* [Trecho citado]
########################################

Quando pela primeira vez me foi dado a visualizar, através de fotografias, recortes escritos ou de partes de catálogos, a produção artística e intelectual de Horst Poppe, logo fiquei deslumbrado. Confesso que essa minha admiração á partida não era unicamente decorrente do tratamento vivo e brilhante que este sabe dar ás cores e delas, com traços simples mas metódicos, produzir harmonias salientes, belas. Viajei, muitas vezes, pelas duas ex-Alemanhas, e sempre que estou no estrangeiro sou compelido a visitar museus, exposições, participar em eventos, etc. A pintura alemã, seja aquela que foi produzida no Leste seja aquela que reproduz experiências do Ocidente da Alemanha hoje única, é portadora de heranças diversificadas, em que se singularizaram no tempo múltiplas e distintas escolas, algumas das quais encontraram fiéis seguidores fora das fronteiras desse belíssimo país.

E a obra de Horst Poppe, que é fruto de uma dessas múltiplas experiências, parece mostrar muito bem a singularidade dessa práctica e dessa experiência vivida e sentida por meus olhos, relativamente á utilização, muitas vezes simétricas das cores, dos sombreados e das formas, sobrepostas ou não, que articulam marcas e simbologias, ideias e matérias, para reproduzir signos e ideias diversificadas, harmoniosas.

De acordo com as informações que me foram postas a disposição, Horst Poppe integra o «Art 5», um grupo de artistas alemãs cujo movimento artístico está dedicado á promoção de novas formas de produção artística. Sua formação seguiu a linha inicial de um autodidacta, tento frequentado posteriormente o Atelier do Professor Jost Funke. Como já o dissemos anteriormente, suas preocupações actuais estão voltadas para o desenvolvimento de novas formas pictóricas utilizando novos suportes, em que mistura tela e cartão.

Originário de Bremerhaven, onde nasceu em 1943, Horst Poppe é Engº Mecânico e é nessa qualidade que está entre nós pela segunda vez, preparando-se para dentro de pouco tempo retornar á sua pátria, depois de ter permanecido pouco menos de seis meses. A primeira estadia que efectuou em Angola ocorreu entre os anos 1988 e 1991, ocasião em que aproveitara para frequentar alguns Ateliers de artistas nacionais e estudar arte africana. Nesta sua segunda estadia a Angola, efectuou contactos mais seguros com os artistas nacionais, com vista «ampliar os seus conhecimentos sobre a arte angolana», trabalhando igualmente com artistas na capital, em especial com o Augusto Ferreira e o Álvaro Macieira.

########################################

* [Material]
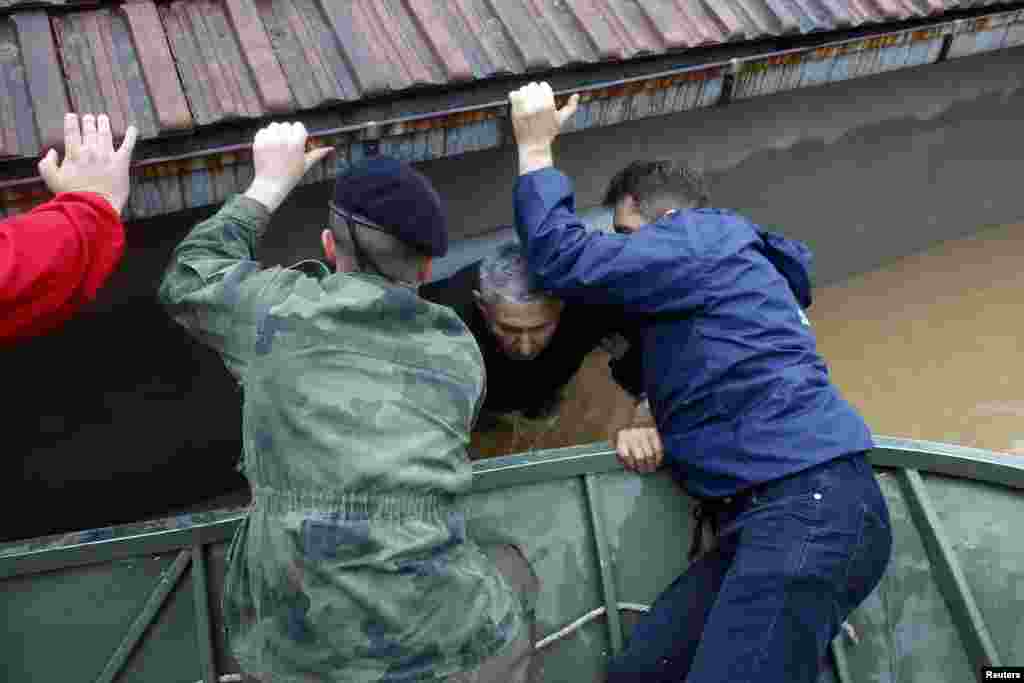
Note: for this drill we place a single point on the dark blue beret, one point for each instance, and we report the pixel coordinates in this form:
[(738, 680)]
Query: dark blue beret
[(397, 198)]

########################################

* [Exercício] Segundo o trecho citado, por que motivo Horst Poppe estabeleceu contactos mais seguros com os artistas nacionais na segunda estadia em Angola? Explique em uma a três frases.

* [Resposta] Horst Poppe estabeleceu esses contactos com o objetivo de «ampliar os seus conhecimentos sobre a arte angolana».